- ABOUT THIS EXERCISE:
Please reproduce, exactly and in full, the lines running from the one that contains "Practice. Identify the vending" to the end of the entries.

(Stored items)
===

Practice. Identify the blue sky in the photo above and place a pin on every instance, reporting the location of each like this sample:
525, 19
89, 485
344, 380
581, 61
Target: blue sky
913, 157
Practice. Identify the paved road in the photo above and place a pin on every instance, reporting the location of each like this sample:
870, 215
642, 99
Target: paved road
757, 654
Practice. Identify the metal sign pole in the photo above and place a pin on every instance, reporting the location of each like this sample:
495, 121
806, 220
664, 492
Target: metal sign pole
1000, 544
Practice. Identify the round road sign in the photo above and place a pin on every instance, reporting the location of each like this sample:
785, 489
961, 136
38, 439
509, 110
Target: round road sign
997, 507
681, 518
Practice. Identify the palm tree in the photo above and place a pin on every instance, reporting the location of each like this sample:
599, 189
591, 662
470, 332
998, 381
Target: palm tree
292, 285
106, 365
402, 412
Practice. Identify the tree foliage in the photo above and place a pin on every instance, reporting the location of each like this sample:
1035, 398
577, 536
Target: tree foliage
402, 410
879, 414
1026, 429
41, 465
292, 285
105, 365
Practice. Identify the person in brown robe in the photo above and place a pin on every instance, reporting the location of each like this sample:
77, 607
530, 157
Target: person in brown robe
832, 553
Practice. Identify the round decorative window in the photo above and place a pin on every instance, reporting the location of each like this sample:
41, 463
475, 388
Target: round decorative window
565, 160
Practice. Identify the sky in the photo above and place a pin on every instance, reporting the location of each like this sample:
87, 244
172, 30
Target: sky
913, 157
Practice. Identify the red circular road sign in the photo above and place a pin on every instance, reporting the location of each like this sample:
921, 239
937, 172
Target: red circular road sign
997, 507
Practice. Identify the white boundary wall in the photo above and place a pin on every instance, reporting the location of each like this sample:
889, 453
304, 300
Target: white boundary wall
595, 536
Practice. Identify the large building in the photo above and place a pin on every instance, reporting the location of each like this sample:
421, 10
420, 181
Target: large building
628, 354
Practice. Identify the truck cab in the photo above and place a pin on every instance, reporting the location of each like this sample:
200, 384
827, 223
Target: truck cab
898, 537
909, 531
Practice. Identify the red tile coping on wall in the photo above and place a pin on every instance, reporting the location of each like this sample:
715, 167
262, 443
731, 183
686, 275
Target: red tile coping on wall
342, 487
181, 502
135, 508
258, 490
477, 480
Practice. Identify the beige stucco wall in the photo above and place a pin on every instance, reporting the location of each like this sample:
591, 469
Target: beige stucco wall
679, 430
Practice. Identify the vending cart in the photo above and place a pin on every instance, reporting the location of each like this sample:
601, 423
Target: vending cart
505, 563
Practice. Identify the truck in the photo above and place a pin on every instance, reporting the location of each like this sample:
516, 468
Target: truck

===

- PROBLEM SOLUTION:
Practice. Identify the vending cart in the photo above and place a pin on every instance, reporting the location of each like this sample:
601, 423
Target: vending cart
505, 563
Practice. Identify the truck in the photo above and place a pin on every instance, reporting the location of each like this sample:
516, 468
Target: truck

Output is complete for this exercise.